Data to examine Block Start

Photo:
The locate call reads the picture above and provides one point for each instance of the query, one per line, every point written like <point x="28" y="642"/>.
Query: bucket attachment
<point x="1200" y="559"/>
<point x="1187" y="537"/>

Data to examine Block End

* Directions
Retype all the data verbatim.

* Solution to the exercise
Photo:
The locate call reads the picture above and provides one point for each instance of the query, one per line, every point written like <point x="28" y="642"/>.
Query: bucket attachment
<point x="1200" y="559"/>
<point x="1187" y="537"/>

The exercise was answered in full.